## Text passage
= = =

When André the Giant was a boy during the 1950s, an Irishman bought some land close to his family home at Molien, near Grenoble, and built a house there. André, already six feet three inches tall by the age of 12, would walk the two miles to school every morning as part of a group of local children, their route taking them past the new dwelling.
On some mornings the Irishman would drive into town in his flatbed truck and stop to pick up the children, including young André Roussimoff, who would pile excitedly into the back of the truck then hop off at the school gates. Which is how André the Giant came to be chauffeured to school by Samuel Beckett.
The life of André the Giant threw up many myths, some perpetuated by the man himself, but this one was true. Even so, Roussimoff embellished the tale. On the set of the 1987 film The Princess Bride, in which Roussimoff played the gentle giant Fezzik, he told co-star Cary Elwes that Beckett gave only him a lift because he was too big to fit on the school bus. It was an ideal arrangement, he said, because Beckett drove a convertible which meant André could ride in comfort. The pair, he said, became close.
“I asked André what he and the famous author talked about when they were together,” Elwes recalled. “Cricket, mostly, he said.”

= = =

## Data shown

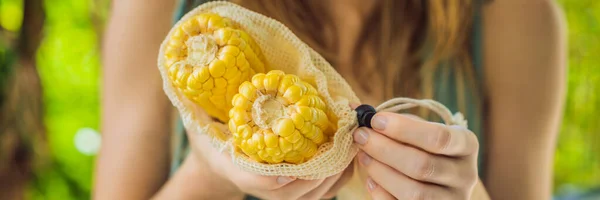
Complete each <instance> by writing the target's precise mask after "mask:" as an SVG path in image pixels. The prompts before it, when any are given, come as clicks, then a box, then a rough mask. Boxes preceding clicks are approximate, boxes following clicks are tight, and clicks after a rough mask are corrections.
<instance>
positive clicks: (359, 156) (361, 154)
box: [358, 152, 373, 166]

= = =

## Your task
In the text about André the Giant's school rides, what did André tell Cary Elwes he and Beckett mostly talked about?

## Result of this task
Cricket.